Soal Tertulis:
Bagaimana bunyi semua baris di bawah, mulai dari baris yang memuat "snow covered slope" sampai baris terakhir, jika "hazy horizon" diganti dengan "misty horizon" tanpa perubahan lain?

- - - - -

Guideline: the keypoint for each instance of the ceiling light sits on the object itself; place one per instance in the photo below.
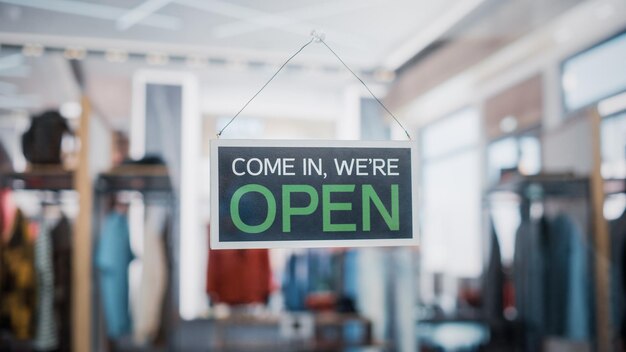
(31, 49)
(237, 65)
(604, 11)
(75, 53)
(196, 61)
(70, 110)
(508, 124)
(115, 55)
(612, 105)
(384, 75)
(157, 58)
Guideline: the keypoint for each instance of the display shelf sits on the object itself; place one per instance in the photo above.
(614, 186)
(538, 186)
(135, 180)
(52, 179)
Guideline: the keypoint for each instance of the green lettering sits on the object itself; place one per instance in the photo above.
(328, 207)
(288, 211)
(392, 220)
(271, 208)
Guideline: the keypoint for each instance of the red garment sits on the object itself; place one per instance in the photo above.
(239, 276)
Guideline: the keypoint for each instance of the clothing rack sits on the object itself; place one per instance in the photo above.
(57, 180)
(537, 189)
(614, 186)
(48, 182)
(155, 186)
(546, 185)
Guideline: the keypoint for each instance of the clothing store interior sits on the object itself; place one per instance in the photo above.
(114, 210)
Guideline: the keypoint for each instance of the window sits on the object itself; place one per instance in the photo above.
(613, 130)
(595, 73)
(521, 152)
(451, 194)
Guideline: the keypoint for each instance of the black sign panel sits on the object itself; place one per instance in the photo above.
(268, 194)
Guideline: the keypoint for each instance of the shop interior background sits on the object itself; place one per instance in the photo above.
(518, 109)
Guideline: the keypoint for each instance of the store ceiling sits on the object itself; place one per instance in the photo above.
(367, 33)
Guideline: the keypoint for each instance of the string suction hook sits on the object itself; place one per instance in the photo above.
(318, 36)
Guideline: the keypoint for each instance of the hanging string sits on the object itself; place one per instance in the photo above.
(265, 85)
(320, 39)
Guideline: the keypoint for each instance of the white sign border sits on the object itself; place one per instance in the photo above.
(214, 222)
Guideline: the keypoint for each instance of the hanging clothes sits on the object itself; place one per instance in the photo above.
(153, 286)
(493, 282)
(528, 280)
(618, 275)
(239, 276)
(295, 283)
(113, 255)
(567, 274)
(18, 286)
(551, 278)
(46, 338)
(62, 257)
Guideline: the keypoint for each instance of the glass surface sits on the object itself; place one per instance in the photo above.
(453, 133)
(595, 74)
(451, 239)
(613, 130)
(502, 154)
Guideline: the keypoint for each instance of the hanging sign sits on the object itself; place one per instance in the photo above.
(272, 194)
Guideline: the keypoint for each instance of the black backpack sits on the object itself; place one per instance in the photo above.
(41, 143)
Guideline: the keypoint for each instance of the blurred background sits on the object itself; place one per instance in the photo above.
(107, 110)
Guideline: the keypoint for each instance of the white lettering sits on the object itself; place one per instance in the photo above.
(235, 170)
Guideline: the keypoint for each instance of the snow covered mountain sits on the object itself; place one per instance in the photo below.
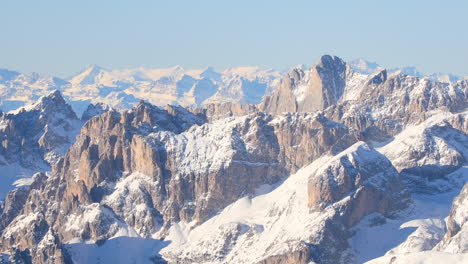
(124, 88)
(367, 67)
(332, 166)
(34, 138)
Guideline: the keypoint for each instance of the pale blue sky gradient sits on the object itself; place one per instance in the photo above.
(60, 37)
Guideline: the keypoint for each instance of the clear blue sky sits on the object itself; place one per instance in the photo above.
(60, 37)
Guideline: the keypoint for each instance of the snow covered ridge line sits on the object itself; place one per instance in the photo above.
(357, 155)
(196, 87)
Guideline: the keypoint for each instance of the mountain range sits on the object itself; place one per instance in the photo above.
(336, 163)
(198, 87)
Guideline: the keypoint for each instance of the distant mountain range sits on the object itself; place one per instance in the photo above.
(123, 88)
(329, 164)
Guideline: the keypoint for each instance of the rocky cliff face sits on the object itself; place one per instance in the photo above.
(285, 181)
(33, 138)
(456, 238)
(306, 91)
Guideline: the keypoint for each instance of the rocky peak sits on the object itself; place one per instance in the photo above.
(93, 110)
(7, 75)
(314, 89)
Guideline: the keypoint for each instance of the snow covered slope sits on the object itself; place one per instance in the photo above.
(123, 88)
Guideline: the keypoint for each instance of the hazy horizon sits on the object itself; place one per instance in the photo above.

- - - - -

Jawaban Benar:
Guideline: the keypoint for each instance of the snow covered slope sits on the object itself; place one per instance in the photo above.
(123, 88)
Guideline: the keypoint for each instance of the misty horizon sits on the object itself; place one per instance in the photo above.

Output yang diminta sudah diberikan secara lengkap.